__TEXT SEGMENT__
────────────────

Language	Knowledge type
Pedigree and Provenance Model and Notation (PPMN)45	Epistemic
Knowledge concerning how knowledge is acquired, evaluated, and justified. Knowledge of the methods and criteria for acquiring knowledge, as well as an awareness of the limits and uncertainties of knowledge. Meta-knowledge about knowledge or knowledge about knowledge.
Shared Data Model and Notation (SDMN)46	Ontic
Knowledge about specific facts or concepts. Knowledge about the nature of reality and the properties of objects or entities in the world. Knowledge deals with the existence, identity, and properties of things and is concerned with understanding the fundamental nature of reality.
Knowledge Package Model and Notation (KPMN)47	Packaging and manifest
Knowledge of grouping of knowledge types. Knowledge of how objects or concepts interact with other knowledge types.
Party Model and Notation (PMN)41	Entity
Knowledge of organizational structures of companies, organizations, people, communities, etc. Knowledge of roles they play with respect to each other and the locations where they exist.

────────────────

(Point localization data)
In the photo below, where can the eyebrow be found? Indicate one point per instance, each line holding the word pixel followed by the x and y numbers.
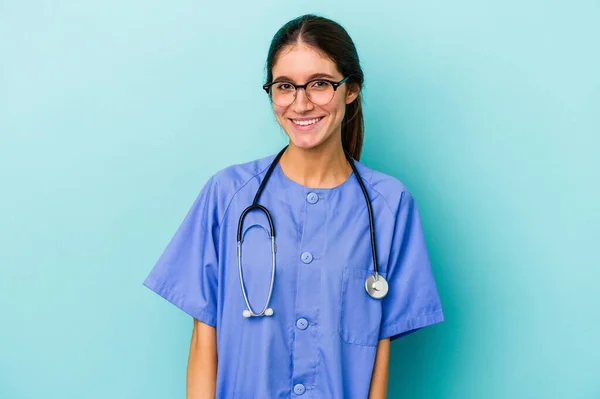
pixel 313 76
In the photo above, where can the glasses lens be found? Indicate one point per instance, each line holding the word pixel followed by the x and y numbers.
pixel 320 92
pixel 282 94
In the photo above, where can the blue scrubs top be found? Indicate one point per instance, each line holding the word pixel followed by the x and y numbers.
pixel 322 338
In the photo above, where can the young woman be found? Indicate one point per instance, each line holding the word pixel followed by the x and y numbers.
pixel 300 295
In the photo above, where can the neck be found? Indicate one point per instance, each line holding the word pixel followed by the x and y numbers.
pixel 321 167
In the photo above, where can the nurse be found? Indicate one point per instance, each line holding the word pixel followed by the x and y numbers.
pixel 326 337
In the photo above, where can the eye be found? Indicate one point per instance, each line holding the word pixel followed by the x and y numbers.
pixel 320 84
pixel 284 86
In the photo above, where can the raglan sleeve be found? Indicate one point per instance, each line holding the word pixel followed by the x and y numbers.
pixel 412 301
pixel 186 272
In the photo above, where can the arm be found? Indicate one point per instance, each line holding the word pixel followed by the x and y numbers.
pixel 379 380
pixel 202 362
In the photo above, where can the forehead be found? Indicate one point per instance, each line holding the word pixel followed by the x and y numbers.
pixel 299 62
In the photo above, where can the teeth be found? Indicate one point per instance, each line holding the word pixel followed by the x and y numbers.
pixel 306 123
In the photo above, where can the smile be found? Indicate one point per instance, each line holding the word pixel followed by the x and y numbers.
pixel 306 122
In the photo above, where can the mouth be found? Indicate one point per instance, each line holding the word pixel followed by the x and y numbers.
pixel 306 124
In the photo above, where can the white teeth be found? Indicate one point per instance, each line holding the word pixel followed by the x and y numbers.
pixel 307 122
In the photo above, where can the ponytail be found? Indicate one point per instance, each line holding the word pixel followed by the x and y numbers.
pixel 353 128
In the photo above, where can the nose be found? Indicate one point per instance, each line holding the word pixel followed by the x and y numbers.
pixel 301 103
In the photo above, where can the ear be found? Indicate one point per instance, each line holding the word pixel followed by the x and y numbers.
pixel 352 92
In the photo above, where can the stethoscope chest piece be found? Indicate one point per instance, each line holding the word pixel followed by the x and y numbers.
pixel 376 286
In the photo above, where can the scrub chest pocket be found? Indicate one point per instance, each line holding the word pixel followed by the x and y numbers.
pixel 360 314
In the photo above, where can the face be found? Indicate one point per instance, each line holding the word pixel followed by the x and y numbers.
pixel 309 125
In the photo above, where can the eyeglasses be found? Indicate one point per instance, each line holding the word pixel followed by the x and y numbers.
pixel 318 91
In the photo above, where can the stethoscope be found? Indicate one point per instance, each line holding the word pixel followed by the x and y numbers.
pixel 375 284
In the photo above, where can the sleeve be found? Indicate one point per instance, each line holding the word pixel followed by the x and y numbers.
pixel 186 272
pixel 412 301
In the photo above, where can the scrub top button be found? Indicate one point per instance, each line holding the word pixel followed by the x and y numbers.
pixel 312 198
pixel 302 323
pixel 306 257
pixel 299 389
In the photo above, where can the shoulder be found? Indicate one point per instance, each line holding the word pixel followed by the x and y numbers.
pixel 223 186
pixel 231 179
pixel 389 188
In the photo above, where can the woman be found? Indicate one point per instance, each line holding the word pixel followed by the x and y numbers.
pixel 317 331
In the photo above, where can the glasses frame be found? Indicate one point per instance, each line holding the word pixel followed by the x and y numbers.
pixel 333 83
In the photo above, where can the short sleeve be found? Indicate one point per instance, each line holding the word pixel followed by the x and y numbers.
pixel 412 301
pixel 186 272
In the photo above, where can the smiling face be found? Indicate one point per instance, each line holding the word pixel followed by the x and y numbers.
pixel 309 125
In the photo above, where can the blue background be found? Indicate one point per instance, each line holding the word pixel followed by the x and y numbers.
pixel 113 114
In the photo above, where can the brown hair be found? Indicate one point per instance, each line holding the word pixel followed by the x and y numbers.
pixel 331 39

────────────────

__TASK LIST__
• 1. Rewrite the knowledge types table starting with "Party Model and" and going on through "where they exist.", switching "communities" to "groups".
• 2. In the knowledge types table, which knowledge type is listed for the Shared Data Model and Notation (SDMN)?
These entries have no connection to the knowledge types table.

__ANSWERS PER TASK__
• 1.
Party Model and Notation (PMN)41	Entity
Knowledge of organizational structures of companies, organizations, people, groups, etc. Knowledge of roles they play with respect to each other and the locations where they exist.

• 2. Ontic